--- BEGIN ---
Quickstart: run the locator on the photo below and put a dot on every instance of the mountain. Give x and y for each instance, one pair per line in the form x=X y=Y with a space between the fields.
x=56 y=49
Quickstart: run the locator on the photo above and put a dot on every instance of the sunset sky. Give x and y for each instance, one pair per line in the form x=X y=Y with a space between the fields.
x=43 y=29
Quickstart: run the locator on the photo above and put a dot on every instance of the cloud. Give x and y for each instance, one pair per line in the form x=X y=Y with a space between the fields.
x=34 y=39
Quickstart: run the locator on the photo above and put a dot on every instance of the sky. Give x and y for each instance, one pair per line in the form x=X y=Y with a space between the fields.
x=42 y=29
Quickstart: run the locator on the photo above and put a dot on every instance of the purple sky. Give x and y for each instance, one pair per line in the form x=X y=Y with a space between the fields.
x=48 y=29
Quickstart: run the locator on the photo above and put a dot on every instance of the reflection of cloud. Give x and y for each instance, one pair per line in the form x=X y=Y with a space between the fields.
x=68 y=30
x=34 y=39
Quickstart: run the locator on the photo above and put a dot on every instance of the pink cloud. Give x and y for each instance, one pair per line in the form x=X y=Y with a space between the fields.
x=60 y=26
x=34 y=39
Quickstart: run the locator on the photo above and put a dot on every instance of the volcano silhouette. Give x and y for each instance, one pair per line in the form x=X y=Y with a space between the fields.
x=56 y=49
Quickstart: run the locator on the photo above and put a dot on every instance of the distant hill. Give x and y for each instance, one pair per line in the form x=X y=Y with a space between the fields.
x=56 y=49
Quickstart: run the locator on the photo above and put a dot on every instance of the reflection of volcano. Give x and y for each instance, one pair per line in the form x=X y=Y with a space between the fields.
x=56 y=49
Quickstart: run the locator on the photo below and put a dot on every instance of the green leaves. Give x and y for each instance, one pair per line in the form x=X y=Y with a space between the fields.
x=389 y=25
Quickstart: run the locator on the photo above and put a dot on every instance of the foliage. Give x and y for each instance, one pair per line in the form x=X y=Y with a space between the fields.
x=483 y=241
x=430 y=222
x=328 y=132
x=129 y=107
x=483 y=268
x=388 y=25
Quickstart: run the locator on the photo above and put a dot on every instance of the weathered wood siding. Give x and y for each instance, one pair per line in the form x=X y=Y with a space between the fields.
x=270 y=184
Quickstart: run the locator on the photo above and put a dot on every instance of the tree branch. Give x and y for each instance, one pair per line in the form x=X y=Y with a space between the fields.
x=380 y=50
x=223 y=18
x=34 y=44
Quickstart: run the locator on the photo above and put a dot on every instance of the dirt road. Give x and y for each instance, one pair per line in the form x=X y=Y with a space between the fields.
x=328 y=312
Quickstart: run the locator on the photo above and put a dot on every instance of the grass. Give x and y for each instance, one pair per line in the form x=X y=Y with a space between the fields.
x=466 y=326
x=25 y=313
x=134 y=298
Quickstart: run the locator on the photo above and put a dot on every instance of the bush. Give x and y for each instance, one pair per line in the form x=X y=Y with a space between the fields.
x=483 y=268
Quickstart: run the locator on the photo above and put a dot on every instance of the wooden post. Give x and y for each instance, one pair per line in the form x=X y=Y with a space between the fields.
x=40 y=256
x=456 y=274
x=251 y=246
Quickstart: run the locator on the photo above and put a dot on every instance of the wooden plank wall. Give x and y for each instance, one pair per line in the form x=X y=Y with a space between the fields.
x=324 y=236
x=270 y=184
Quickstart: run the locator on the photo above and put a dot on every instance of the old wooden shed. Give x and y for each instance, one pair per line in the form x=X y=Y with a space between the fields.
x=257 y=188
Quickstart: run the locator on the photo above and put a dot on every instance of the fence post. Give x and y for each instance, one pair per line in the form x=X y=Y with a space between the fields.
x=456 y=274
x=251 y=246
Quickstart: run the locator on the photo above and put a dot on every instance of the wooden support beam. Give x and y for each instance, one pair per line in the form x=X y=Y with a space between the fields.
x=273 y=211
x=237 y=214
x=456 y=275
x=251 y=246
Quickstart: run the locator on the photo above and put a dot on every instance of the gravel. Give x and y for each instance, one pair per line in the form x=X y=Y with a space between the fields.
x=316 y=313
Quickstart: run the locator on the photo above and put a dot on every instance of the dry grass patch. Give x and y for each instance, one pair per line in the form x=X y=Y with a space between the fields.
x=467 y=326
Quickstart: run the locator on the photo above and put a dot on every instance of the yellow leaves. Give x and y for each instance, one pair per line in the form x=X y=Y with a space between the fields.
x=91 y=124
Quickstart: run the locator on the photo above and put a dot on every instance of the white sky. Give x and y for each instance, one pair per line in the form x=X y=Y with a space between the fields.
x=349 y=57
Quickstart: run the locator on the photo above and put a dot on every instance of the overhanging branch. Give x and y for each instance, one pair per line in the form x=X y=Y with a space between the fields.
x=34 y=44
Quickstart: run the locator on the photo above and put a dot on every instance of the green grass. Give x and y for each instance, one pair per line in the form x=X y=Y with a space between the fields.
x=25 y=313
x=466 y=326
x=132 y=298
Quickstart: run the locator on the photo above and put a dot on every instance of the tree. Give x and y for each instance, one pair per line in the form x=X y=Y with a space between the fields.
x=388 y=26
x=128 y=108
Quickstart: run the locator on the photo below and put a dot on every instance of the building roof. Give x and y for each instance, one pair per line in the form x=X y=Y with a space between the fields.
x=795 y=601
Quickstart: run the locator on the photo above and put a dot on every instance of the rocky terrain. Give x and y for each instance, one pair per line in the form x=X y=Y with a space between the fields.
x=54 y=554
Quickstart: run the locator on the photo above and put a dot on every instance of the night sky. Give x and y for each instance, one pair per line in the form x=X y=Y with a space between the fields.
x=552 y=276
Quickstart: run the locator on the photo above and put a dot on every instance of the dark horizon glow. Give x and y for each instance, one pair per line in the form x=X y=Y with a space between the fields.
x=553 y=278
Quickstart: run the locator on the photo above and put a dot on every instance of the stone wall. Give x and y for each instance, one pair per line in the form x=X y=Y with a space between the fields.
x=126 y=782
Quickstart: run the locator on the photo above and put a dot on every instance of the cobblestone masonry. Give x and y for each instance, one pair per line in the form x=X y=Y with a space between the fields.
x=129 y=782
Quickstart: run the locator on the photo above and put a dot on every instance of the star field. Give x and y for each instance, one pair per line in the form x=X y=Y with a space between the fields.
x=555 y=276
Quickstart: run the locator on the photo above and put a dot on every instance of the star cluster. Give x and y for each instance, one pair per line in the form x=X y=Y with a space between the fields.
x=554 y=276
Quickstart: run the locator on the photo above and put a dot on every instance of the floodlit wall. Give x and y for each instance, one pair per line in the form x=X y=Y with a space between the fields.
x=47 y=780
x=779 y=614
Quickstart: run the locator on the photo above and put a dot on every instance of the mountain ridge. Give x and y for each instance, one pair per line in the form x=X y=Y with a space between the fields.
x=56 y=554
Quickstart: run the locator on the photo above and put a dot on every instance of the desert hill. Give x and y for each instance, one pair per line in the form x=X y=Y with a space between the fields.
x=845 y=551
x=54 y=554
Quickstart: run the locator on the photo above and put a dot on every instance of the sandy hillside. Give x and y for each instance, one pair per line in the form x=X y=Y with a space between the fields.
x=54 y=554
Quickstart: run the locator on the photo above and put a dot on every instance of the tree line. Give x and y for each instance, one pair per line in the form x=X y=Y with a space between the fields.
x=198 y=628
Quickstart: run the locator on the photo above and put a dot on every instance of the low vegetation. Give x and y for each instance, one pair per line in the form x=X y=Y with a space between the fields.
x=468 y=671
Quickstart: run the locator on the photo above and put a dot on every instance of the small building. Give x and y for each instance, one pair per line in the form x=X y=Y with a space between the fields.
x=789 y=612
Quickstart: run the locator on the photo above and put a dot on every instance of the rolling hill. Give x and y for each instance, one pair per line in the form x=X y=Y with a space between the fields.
--- END ---
--- BEGIN ---
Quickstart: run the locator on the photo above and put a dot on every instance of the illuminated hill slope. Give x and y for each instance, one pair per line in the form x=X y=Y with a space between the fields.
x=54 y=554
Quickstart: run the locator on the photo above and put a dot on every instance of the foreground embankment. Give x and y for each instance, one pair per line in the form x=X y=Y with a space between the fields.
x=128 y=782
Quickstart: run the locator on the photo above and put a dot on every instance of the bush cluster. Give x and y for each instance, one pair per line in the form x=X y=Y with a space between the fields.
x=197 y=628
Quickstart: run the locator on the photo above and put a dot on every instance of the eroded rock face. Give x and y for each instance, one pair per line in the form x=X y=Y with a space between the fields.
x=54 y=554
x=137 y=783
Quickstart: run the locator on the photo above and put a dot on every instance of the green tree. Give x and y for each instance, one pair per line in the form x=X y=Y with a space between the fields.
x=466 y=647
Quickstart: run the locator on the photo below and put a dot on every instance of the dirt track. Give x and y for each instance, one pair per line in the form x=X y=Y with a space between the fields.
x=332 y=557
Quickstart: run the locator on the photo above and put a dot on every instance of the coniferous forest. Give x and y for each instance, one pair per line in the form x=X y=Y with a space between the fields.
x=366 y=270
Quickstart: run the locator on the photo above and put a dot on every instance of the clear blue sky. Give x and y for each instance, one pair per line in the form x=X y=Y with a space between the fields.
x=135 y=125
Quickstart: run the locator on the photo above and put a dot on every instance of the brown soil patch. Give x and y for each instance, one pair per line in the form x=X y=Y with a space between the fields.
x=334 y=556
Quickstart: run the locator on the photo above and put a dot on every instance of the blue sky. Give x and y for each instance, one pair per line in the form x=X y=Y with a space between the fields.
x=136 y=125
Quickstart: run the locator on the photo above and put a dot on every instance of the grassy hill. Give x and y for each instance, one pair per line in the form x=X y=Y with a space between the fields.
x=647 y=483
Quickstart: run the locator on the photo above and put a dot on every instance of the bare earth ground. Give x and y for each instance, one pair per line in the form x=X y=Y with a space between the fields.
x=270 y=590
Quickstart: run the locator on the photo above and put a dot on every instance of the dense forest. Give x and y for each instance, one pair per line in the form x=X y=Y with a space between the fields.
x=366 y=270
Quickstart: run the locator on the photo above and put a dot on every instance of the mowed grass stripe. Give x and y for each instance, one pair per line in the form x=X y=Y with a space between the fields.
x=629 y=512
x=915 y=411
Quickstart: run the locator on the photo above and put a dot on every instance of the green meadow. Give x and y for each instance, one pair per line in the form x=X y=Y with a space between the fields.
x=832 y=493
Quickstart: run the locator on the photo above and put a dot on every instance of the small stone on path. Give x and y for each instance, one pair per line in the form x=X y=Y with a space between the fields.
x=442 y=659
--- END ---
Task objective: Copy out the listing from the line with "the low vegetation." to the line with "x=789 y=612", both lines included, reproducing each one without changes.

Task response:
Quickstart: run the locator on the photo above and put a dot on every instance of the low vegetation. Give x and y for each instance, one pair per line in the form x=X y=Y with a space between the fields.
x=468 y=671
Quickstart: run the locator on the photo above and put a dot on every instance of the small building. Give x and y for each instance, one pair per line in the form x=X y=Y with a space between the fields.
x=789 y=612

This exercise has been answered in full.